[[ Supplied information, beginning ]]

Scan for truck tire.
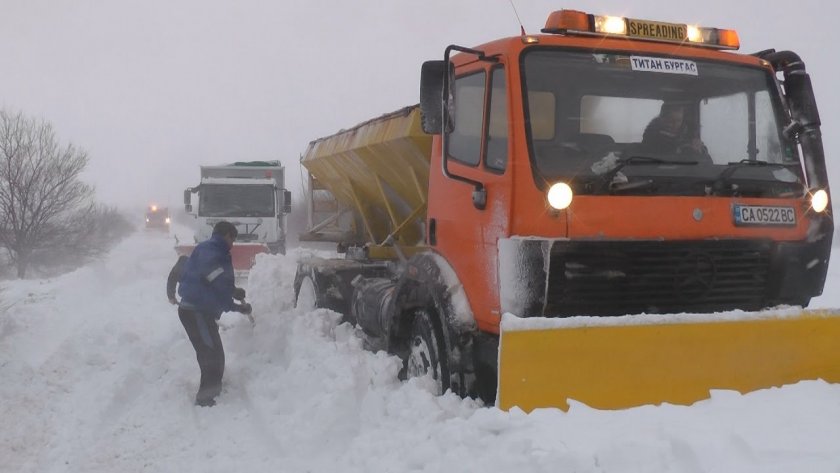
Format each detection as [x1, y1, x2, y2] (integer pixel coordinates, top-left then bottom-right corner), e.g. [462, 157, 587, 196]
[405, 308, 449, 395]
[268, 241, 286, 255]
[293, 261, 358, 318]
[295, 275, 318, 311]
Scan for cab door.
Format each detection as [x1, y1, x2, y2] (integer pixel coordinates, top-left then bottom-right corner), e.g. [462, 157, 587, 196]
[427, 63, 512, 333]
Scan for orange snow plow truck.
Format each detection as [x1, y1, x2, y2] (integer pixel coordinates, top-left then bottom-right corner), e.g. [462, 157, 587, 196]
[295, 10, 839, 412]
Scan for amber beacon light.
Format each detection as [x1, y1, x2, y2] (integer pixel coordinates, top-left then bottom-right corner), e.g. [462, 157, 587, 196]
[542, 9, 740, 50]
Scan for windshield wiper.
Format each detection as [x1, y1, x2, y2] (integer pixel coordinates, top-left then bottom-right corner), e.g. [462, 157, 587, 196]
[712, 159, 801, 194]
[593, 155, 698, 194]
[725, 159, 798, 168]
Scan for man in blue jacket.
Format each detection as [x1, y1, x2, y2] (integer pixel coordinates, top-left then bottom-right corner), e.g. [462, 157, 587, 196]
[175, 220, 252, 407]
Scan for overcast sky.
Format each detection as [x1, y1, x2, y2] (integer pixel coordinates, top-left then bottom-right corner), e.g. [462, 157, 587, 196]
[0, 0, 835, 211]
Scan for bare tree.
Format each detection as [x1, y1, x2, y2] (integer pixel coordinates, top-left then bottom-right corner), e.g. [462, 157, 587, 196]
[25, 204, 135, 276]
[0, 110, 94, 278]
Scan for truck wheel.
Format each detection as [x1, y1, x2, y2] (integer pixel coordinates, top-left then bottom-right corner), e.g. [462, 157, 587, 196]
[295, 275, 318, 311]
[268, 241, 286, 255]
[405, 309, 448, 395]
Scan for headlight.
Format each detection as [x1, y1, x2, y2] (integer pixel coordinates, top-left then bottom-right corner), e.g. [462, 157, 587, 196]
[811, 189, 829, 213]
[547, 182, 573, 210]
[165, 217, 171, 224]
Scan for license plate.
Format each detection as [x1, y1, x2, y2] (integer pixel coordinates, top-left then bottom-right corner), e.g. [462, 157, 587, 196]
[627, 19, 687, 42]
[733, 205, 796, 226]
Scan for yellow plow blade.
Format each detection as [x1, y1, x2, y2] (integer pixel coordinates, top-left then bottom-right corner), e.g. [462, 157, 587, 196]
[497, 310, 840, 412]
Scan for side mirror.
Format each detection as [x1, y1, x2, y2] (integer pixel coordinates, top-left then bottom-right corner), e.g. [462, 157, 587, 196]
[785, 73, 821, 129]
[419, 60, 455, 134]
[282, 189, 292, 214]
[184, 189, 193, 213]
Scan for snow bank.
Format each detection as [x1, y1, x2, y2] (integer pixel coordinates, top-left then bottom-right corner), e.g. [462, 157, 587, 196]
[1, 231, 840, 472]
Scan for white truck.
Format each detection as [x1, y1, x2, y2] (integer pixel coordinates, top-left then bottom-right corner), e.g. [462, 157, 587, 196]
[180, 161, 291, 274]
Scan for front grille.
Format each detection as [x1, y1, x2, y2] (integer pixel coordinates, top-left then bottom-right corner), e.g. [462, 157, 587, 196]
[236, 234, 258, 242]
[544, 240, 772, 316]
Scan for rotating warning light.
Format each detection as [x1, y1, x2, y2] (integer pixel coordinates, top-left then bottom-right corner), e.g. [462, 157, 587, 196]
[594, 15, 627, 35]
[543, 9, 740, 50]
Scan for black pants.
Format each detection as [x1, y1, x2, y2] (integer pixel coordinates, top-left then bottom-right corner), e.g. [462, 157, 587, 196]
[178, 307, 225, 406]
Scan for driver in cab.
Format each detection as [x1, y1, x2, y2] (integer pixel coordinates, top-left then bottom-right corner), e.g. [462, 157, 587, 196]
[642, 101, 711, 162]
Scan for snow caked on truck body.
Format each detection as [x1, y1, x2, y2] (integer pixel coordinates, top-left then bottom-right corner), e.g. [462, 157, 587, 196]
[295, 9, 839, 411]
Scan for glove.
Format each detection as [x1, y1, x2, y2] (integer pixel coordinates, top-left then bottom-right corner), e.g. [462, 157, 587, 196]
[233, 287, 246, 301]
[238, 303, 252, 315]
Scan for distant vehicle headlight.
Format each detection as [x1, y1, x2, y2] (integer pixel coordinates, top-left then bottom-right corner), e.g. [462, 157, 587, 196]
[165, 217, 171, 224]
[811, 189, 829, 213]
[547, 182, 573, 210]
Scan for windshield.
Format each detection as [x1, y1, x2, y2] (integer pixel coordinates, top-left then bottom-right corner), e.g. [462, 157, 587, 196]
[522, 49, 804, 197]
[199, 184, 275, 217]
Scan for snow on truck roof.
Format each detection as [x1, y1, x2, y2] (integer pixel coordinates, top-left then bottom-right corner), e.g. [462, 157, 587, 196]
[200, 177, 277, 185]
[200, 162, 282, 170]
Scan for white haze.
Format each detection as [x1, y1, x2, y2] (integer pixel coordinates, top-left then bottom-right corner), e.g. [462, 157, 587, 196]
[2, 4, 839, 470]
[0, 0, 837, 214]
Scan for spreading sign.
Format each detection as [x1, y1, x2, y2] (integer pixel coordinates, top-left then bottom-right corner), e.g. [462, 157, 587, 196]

[[ Supplied information, end ]]

Go through the lines above and copy any that contain "snow".

__Output for this task__
Scan for orange snow plow truck.
Scan for snow bank.
Scan for snow caked on truck body.
Scan for snow on truck roof.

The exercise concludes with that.